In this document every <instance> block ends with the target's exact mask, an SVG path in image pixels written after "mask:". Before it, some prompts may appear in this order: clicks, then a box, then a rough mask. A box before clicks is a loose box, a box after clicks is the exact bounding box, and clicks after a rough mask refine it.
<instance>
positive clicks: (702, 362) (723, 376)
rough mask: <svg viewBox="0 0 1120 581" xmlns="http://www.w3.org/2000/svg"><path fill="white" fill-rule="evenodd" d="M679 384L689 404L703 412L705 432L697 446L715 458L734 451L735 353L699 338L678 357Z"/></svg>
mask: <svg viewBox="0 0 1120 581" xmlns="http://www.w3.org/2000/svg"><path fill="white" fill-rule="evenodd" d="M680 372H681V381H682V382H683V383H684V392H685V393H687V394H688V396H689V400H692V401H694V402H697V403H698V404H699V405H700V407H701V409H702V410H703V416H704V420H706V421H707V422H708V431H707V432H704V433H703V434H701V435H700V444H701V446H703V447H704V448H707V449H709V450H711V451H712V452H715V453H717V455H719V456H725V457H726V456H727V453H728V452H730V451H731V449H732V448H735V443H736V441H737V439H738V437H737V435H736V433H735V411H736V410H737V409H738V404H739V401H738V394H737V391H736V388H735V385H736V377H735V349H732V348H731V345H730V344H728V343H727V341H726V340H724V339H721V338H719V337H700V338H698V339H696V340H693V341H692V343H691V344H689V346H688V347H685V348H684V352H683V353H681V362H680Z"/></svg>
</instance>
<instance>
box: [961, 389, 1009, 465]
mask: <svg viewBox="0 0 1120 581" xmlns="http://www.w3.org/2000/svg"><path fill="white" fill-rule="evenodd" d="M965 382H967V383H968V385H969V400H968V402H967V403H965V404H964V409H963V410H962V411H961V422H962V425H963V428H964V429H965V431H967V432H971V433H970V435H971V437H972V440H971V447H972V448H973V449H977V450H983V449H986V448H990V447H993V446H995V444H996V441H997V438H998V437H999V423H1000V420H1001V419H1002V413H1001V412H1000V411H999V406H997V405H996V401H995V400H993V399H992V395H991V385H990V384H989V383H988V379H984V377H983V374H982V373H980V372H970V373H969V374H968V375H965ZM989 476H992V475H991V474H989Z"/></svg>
□ □ □ □
Description of the task.
Find "clicks" in the preceding records. Copy each line that holds it.

Written answer.
In this document every <instance> block ends with the target's exact mask, an SVG path in image pixels written after "mask:". Before it, some prompts may appear in this order: clicks, then a box, then a rough mask. A box before clicks is a loose box, a box after clicks is the exact bounding box, and clicks after a rough mask refine it.
positive clicks: (702, 362) (723, 376)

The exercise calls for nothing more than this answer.